◆ **TAREFAS PROPOSTAS**
a) Liste todas as instituições mencionadas no trecho do documento, cada uma com a sigla que o texto lhe atribui.
b) Reproduza o trecho do documento começando em "Em setembro do" e seguindo até "Magistrados Brasileiros (AMB).".

Em setembro do ano passado, os ministros do Supremo Tribunal Federal
(STF) entenderam em tirar de pauta e aguardar melhor oportunidade para
julgar matéria constitucional sobre a competência do Conselho Nacional
de Justiça (CNJ), em face de provocação realizada pela Associação de
Magistrados Brasileiros (AMB).
O CNJ foi criado em dezembro de 2004 e o STF, ao adiar
o julgamento, deixou claro que não havia urgência na definição da
competência.
Na ocasião do adiamento tramitavam 55 procedimentos apuratórios na
corregedoria do CNJ, sendo 17 sobre questões relativas a patrimônios
suspeitos.

◆ **DADOS REGISTRADOS**
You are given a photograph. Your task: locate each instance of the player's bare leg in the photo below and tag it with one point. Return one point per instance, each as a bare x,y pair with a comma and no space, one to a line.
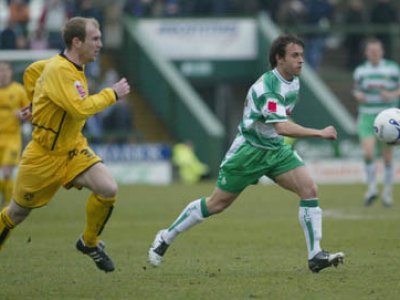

◆ **RESPOSTAS RESOLVIDAS**
a)
Supremo Tribunal Federal (STF)
Conselho Nacional de Justiça (CNJ)
Associação de Magistrados Brasileiros (AMB)

b)
Em setembro do ano passado, os ministros do Supremo Tribunal Federal
(STF) entenderam em tirar de pauta e aguardar melhor oportunidade para
julgar matéria constitucional sobre a competência do Conselho Nacional
de Justiça (CNJ), em face de provocação realizada pela Associação de
Magistrados Brasileiros (AMB).